* [Problem requirements]
Copy every one of the following rows word for word, leaving out the pictures.
------ Record extracts
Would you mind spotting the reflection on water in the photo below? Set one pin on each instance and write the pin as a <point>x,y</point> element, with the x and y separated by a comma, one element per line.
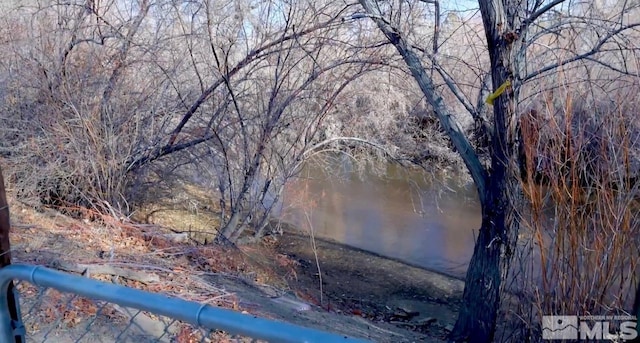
<point>411,216</point>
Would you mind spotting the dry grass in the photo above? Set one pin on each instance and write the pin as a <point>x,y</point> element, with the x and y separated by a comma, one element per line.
<point>48,237</point>
<point>581,255</point>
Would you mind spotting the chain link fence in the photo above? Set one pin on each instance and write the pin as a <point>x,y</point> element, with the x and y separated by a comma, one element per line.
<point>60,307</point>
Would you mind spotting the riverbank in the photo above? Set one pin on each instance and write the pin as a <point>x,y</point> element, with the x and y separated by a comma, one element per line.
<point>373,287</point>
<point>363,295</point>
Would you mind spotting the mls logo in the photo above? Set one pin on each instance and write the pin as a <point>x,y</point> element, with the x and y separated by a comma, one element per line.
<point>559,327</point>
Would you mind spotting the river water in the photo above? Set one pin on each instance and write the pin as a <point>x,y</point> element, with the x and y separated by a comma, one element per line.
<point>417,217</point>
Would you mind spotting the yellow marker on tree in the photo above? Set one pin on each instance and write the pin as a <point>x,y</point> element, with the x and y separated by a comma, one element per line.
<point>493,96</point>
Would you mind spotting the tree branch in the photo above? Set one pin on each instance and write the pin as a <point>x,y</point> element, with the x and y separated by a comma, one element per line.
<point>448,122</point>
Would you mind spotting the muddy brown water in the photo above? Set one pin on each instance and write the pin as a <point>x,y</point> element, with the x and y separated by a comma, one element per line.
<point>424,219</point>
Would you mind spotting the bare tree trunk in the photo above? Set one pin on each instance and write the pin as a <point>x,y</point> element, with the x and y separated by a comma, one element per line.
<point>492,253</point>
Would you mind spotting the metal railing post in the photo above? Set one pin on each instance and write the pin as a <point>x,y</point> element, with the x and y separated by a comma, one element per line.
<point>10,321</point>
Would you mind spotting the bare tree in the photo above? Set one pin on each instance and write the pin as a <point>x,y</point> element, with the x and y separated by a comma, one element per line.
<point>511,32</point>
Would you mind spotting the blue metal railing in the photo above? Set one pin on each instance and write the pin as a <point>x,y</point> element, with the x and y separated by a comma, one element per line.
<point>201,315</point>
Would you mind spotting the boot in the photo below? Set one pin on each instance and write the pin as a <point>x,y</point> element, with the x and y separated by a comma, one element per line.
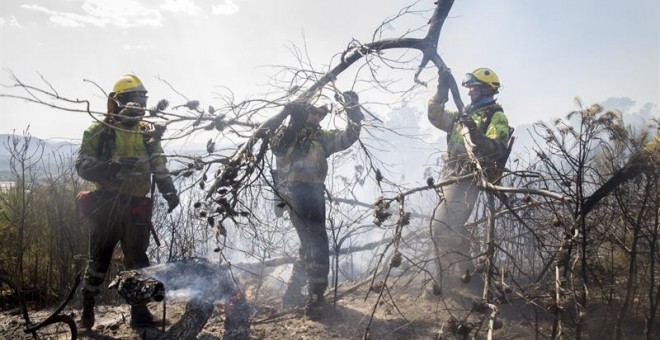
<point>315,307</point>
<point>141,316</point>
<point>87,319</point>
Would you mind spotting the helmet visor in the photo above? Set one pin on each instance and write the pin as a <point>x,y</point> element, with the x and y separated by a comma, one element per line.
<point>471,80</point>
<point>137,97</point>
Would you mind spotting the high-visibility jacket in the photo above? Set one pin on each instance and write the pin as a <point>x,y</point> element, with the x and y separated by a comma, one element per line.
<point>492,124</point>
<point>302,155</point>
<point>102,145</point>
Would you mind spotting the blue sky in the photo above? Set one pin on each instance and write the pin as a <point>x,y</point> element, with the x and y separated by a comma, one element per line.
<point>545,52</point>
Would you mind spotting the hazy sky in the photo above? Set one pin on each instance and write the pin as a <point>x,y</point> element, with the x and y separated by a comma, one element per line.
<point>545,52</point>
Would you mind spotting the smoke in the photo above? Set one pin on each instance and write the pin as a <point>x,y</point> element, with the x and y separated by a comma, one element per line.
<point>195,279</point>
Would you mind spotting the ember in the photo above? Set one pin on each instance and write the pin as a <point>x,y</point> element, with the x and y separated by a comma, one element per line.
<point>203,283</point>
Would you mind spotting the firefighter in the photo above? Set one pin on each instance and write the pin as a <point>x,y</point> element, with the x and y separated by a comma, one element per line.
<point>120,160</point>
<point>301,149</point>
<point>489,132</point>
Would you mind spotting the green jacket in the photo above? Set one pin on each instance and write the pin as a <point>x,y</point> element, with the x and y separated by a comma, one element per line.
<point>103,154</point>
<point>490,139</point>
<point>302,155</point>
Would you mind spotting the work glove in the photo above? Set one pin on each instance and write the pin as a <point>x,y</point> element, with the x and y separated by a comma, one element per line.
<point>109,170</point>
<point>131,114</point>
<point>469,123</point>
<point>298,114</point>
<point>128,163</point>
<point>352,102</point>
<point>172,201</point>
<point>444,80</point>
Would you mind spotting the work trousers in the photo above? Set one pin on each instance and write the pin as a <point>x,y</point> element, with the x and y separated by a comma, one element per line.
<point>307,213</point>
<point>450,236</point>
<point>112,221</point>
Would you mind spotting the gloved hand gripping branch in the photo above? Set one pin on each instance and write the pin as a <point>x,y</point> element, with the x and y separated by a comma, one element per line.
<point>444,82</point>
<point>166,188</point>
<point>351,102</point>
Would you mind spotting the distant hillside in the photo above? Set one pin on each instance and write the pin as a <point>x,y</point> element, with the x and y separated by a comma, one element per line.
<point>50,148</point>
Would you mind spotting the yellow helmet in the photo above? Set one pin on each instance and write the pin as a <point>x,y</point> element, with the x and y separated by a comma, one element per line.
<point>482,76</point>
<point>128,83</point>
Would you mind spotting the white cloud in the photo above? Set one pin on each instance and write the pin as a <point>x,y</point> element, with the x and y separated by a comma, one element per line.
<point>138,48</point>
<point>181,6</point>
<point>120,13</point>
<point>228,8</point>
<point>10,21</point>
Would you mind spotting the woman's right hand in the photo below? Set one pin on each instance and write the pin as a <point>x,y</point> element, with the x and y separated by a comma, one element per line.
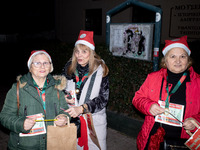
<point>155,109</point>
<point>29,123</point>
<point>69,101</point>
------------
* [Solution]
Would you mind spotting the reflection on water in the photo below? Set one pin on each instance and write the pin as a <point>x,y</point> element, with the x and y separated by a comma, one element per line.
<point>411,216</point>
Would you mind spotting the dry grass in the photo above? Set one pin on each instance and write the pin as a <point>x,y</point> element, with the x and y separated by a comma, one element per line.
<point>48,237</point>
<point>581,255</point>
Would you mind spotting the chain link fence in the photo above? Set one pin on each instance and write the pin as a <point>x,y</point> element, with the x and y separated by a comma, one element per line.
<point>60,307</point>
Would you mind spotting the riverbank in the photo above? Set one pin on each instance and write the pin as a <point>x,y</point> element, with the x and y separated by a comma, one element per line.
<point>373,287</point>
<point>363,295</point>
Would you mind spotting the mls logo in the photo above? Set one pin on each instance and write the pin as a <point>x,y</point> element, with the x and y separated by a comma, one element per line.
<point>559,327</point>
Would you mind spotting the river water in the photo above? Set one pin on each instance and write the pin as a <point>x,y</point> element, with the x and y separated by a comma, one element per line.
<point>417,217</point>
Would you mind spotting the yellow marker on tree in the photo above? Set one pin on each instance and write the pin as a <point>x,y</point> element, with the x and y separated by a comma, one element per line.
<point>493,96</point>
Would you mind spotting the tree branch in the photo above? Set one pin on each instance and write the pin as a <point>x,y</point> element, with the x and y separated by a comma, one element per line.
<point>448,122</point>
Would you mind spotting the muddy brown water in the photo above? Set one pin on each instance and write the pin as a <point>x,y</point> element, with the x and y separated by a comma, one element per line.
<point>424,219</point>
Would you mind spotting the bare tree trunk in the photo above? Set one pin on each instance and write the pin as a <point>x,y</point> element, with the x and y separated by a comma, one element per line.
<point>492,253</point>
Would you mind spotting the metal railing post in the photo above? Set one pin on each instance and write the pin as a <point>x,y</point> element, with the x and y separated by a comma, one element per line.
<point>10,321</point>
Would you mind spotting the bare tree in the photo above? Set one pin on each instance and write the pin as a <point>x,y</point> element, with the x and y separated by a comma, one element per line.
<point>511,32</point>
Would you mind spotting the blue metal railing in the photo above? Set one pin on each instance and write the pin as a <point>x,y</point> element, with the x and y separated by a comma, one element per line.
<point>201,315</point>
Would you mind spotting the boot in the photo below? Set one pin on each instance and write the pin as a <point>x,y</point> element, with the x and y separated by a comma, one element per line.
<point>315,307</point>
<point>141,316</point>
<point>87,319</point>
Would you mind spotting the helmet visor in the photo above? Set one pin on each instance and write the pin as a <point>x,y</point> element, with the x and y separated by a comma, one element per line.
<point>471,80</point>
<point>137,97</point>
Would you mind spotting the high-visibility jacket in the photo above? Set one pin on each instance and write the pin as a <point>x,y</point> element, with the x and y separated by a comma, one element per line.
<point>492,124</point>
<point>302,155</point>
<point>102,145</point>
Would you mind spotting the blue sky in the photo above? Set one pin on each instance and write the pin as a <point>x,y</point> element, with the x and y separated by a comma, one element per line.
<point>545,52</point>
Would you mind spotting the hazy sky in the photo above? Set one pin on each instance and write the pin as a <point>x,y</point> element, with the x and y separated by a comma, one element per line.
<point>545,52</point>
Would you mind spotting the smoke in the photo above? Set one pin on each instance and write the pin as a <point>x,y</point> element, with the x and y separated by a comma, one element per line.
<point>195,279</point>
Would you mind spotting the ember in the photo above? Set one pin on each instance and write the pin as a <point>x,y</point> element, with the x and y separated by a comma, one element per line.
<point>203,283</point>
Would you mind spotting the firefighter in the photo above? Set one pin on each instance and write the pin as a <point>x,y</point> element, with the x and y separated by a comma, one element per line.
<point>120,160</point>
<point>301,149</point>
<point>489,132</point>
Would you mind spotting the green jacket in the photo above? Set one pin on each instance and write the pin as a <point>x,y</point> element, with the x and y separated by a comma, one element per line.
<point>103,154</point>
<point>490,139</point>
<point>302,155</point>
Would you mind spotting the work glove in the photo above? Set one pin on each instance and write the pin as a <point>x,y</point> element, with the x and y separated by a comma, one element per line.
<point>109,170</point>
<point>131,114</point>
<point>469,123</point>
<point>298,114</point>
<point>128,163</point>
<point>352,102</point>
<point>172,201</point>
<point>444,80</point>
Would you mind spotting the work trousers in the photo above? Set one pin on each instance and write the pin as a <point>x,y</point> element, with the x and y separated by a comma, one element per line.
<point>307,213</point>
<point>450,236</point>
<point>112,221</point>
Would you mind spotting the gloved hand gripping branch in the photo above? Set one pin on each instance and write the pin as a <point>x,y</point> element, with the x and y separated by a comma, one element per line.
<point>444,82</point>
<point>166,188</point>
<point>351,102</point>
Would you mind spotting the distant hillside in the photo above? Set one pin on each instance and write the pin as a <point>x,y</point> element, with the x and y separated by a comma, one element per line.
<point>50,148</point>
Would you mind spotting the yellow helmet in the photo above? Set one pin on each instance and write the pin as a <point>x,y</point> element, with the x and y separated by a comma, one element per line.
<point>482,76</point>
<point>128,83</point>
Would you mind spotting the white cloud in the photo above? Set one pin on each instance and write the pin as a <point>x,y</point> element, with the x and y separated by a comma, one element per line.
<point>138,48</point>
<point>181,6</point>
<point>120,13</point>
<point>228,8</point>
<point>10,21</point>
Would you mind spotting the woman's right hand in the photo below? Set one pin on each instance and write the pin as a <point>x,y</point> element, with the x and y separated by a comma, one element per line.
<point>155,109</point>
<point>29,123</point>
<point>69,101</point>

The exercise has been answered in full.